■ Set exercise: State how many lines in the entries below contain the string "white". Case counts, so match capital and lowercase letters, and reply with the number only.

■ Extracted material:
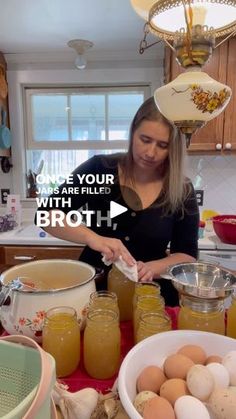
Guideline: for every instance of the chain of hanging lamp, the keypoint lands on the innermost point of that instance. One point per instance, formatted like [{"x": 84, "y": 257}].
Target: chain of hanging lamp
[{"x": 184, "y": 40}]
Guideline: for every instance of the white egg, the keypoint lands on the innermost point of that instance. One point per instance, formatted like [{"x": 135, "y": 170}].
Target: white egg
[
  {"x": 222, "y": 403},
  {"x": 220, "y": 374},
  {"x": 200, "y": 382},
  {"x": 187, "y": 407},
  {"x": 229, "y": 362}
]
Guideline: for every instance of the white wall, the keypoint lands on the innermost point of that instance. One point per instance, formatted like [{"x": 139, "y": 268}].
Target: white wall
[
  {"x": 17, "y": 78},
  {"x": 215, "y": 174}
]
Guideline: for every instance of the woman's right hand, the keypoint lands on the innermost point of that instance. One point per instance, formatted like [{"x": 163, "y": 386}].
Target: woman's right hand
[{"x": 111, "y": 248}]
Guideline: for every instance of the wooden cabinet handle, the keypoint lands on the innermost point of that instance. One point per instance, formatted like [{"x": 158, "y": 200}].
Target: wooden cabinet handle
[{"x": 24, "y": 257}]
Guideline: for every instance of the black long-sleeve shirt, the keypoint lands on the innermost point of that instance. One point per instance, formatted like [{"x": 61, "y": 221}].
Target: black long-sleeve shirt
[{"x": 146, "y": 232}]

==

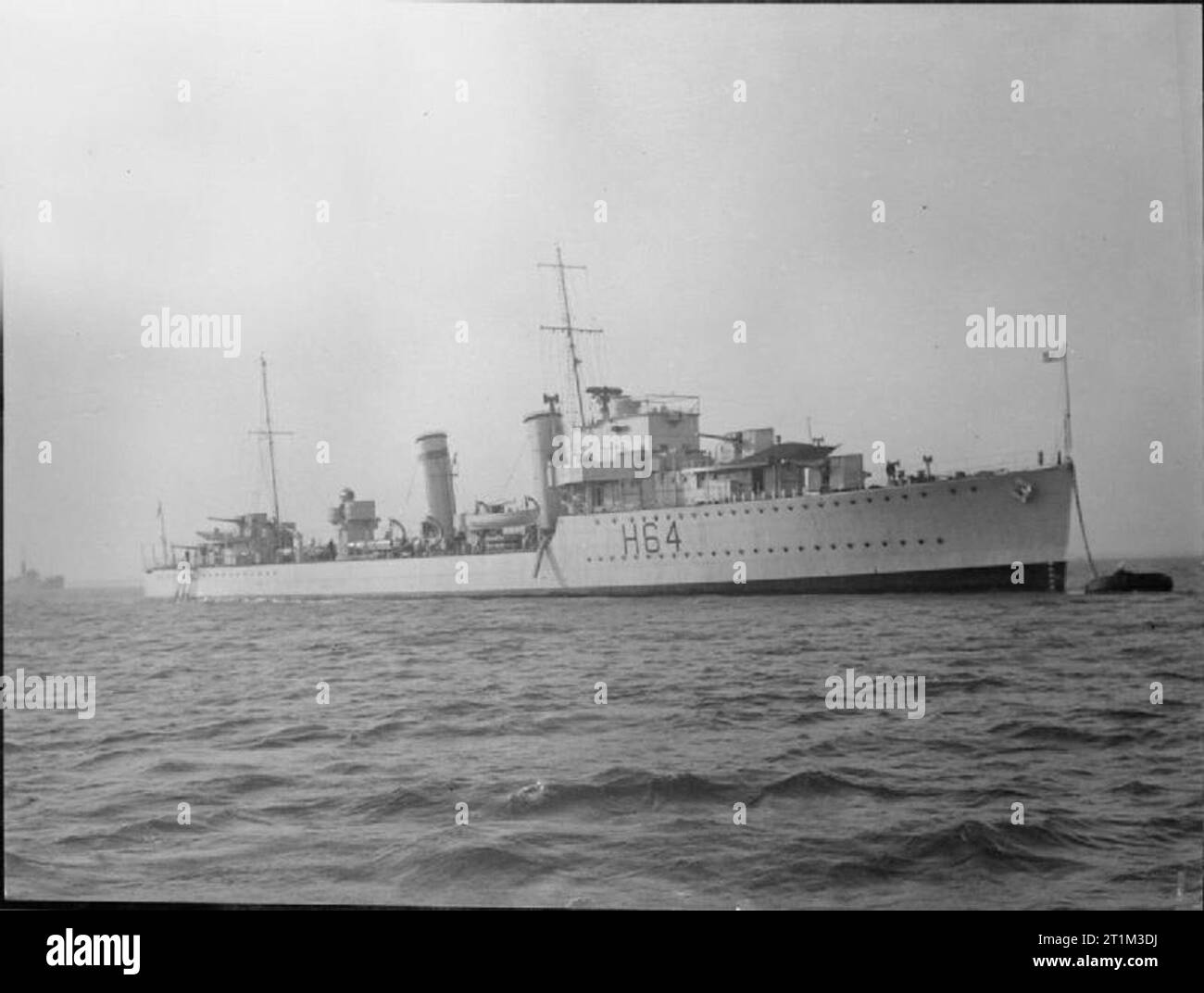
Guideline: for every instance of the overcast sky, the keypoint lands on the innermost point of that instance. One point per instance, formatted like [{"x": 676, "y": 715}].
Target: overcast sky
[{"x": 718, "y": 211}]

---

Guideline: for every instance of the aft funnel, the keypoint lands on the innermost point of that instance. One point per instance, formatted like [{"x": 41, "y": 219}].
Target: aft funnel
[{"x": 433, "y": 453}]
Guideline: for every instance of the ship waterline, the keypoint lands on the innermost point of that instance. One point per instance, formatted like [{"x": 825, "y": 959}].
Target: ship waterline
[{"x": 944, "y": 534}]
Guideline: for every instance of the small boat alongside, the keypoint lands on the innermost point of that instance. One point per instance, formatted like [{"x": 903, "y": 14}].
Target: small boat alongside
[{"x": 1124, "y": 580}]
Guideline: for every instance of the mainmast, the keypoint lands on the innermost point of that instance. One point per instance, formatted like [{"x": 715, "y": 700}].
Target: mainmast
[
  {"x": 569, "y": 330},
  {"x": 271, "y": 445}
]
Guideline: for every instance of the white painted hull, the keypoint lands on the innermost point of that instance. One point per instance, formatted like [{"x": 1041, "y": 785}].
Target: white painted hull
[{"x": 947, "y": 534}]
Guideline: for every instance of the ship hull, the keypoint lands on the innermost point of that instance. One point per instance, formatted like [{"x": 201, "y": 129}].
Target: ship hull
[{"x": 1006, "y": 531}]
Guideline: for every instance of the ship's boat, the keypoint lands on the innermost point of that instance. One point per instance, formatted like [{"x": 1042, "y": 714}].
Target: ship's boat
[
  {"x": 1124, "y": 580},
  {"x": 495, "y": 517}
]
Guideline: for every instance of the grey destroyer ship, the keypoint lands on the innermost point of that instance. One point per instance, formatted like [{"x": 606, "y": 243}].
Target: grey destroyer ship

■ Response to the task: 6